## Problem set
1/ Using the thread on Romanian citizenship by descent, answer these:
(a) Between which years did the poster's great-grandfather emigrate from Romania to the United States?
(b) In which decade did he become a fully naturalized U.S. citizen?
(c) Whose website does the page linked in the reply belong to?
2/ Can you extract from the thread on Romanian citizenship by descent everything from "Hello. My great-grandfather" down to "citizenship, if any."?
3/ Do these statements agree with the thread on Romanian citizenship by descent? Answer yes or no for each and quote the words that decide it.
(a) Does the poster speak Romanian?
(b) Did the reply find a similar page on the website of the Romanian embassy in the US?
(c) Can the poster get official copies of the great-grandfather's American naturalization records?
------ Page excerpt
# Romanian Citizenship By Descent



## laffs4sale (Nov 26, 2010)

Hello. My great-grandfather emigrated from Romania to the United States between 1900-1910. He married, and my grandmother was born in 1910 or so. My great-grandfather didn't become a fully naturalized citizen of the United States until the 1940's, long after she was born. I therefore assume she was born Romanian by the right of blood. And by the same right, my mother and I should also be Romanian. Is this correct? We are all U.S. citizens born in the United States, never applied for another citizenship, and never renounced our Romanian citizenship, if any.

Also, is a law firm necessary to apply for Romanian citizenship by descent or this something I can handle myself? I don't speak Romanian and I don't have my great-grandfather's Romanian birth certificate, but I can get official copies of his American naturalization records as well as his American death certificate listing Romania as his country of birth.

Thank you.


----------



## Bevdeforges (Nov 16, 2007)

If you google "citizenship by descent romania" you get lots and lots of private firms offering to help you (for a fee). I did find this: https://londra.mae.ro/en/node/2155 which is the Romanian Embassy in London. I didn't find a similar page on the website for the Romanian embassy in the US, but there is considerable information about contacting the embassy, which states each embassy/consulate handles, etc.
------------
------ Data shown
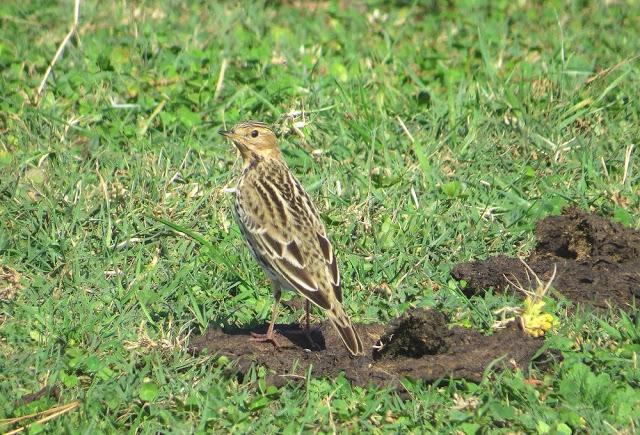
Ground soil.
[190,309,543,387]
[451,208,640,310]
[190,209,640,394]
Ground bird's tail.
[327,305,364,356]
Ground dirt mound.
[451,208,640,309]
[190,309,542,387]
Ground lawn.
[0,0,640,434]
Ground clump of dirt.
[189,309,543,387]
[451,208,640,309]
[373,310,449,360]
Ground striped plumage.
[221,122,364,355]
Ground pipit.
[220,121,363,355]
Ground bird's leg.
[250,283,282,348]
[304,298,319,349]
[304,298,311,334]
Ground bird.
[219,121,364,356]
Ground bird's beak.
[218,130,242,143]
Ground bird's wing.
[236,166,342,310]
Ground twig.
[584,54,640,85]
[622,144,634,184]
[396,116,415,143]
[140,100,167,136]
[35,0,80,106]
[0,400,80,435]
[213,58,229,101]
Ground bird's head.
[219,121,280,163]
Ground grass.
[0,0,640,434]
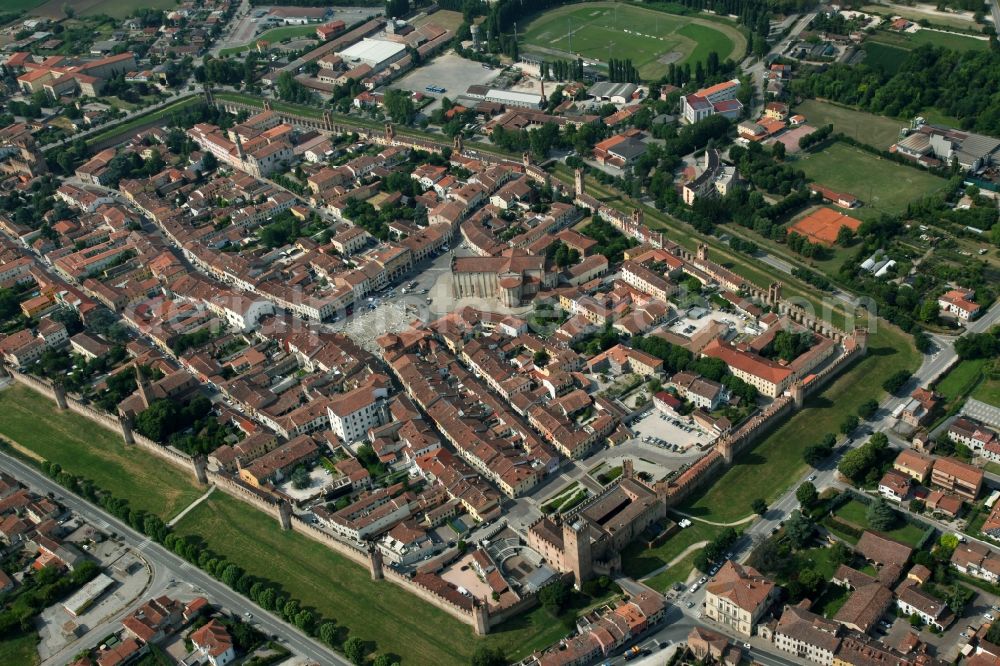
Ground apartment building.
[705,560,778,636]
[931,458,983,502]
------------
## Answers for this exercise
1/
(a) Between 1900 and 1910.
(b) The 1940's.
(c) The Romanian Embassy in London.

2/
Hello. My great-grandfather emigrated from Romania to the United States between 1900-1910. He married, and my grandmother was born in 1910 or so. My great-grandfather didn't become a fully naturalized citizen of the United States until the 1940's, long after she was born. I therefore assume she was born Romanian by the right of blood. And by the same right, my mother and I should also be Romanian. Is this correct? We are all U.S. citizens born in the United States, never applied for another citizenship, and never renounced our Romanian citizenship, if any.

3/
(a) No: "I don't speak Romanian"
(b) No: "I didn't find a similar page on the website for the Romanian embassy in the US"
(c) Yes: "I can get official copies of his American naturalization records"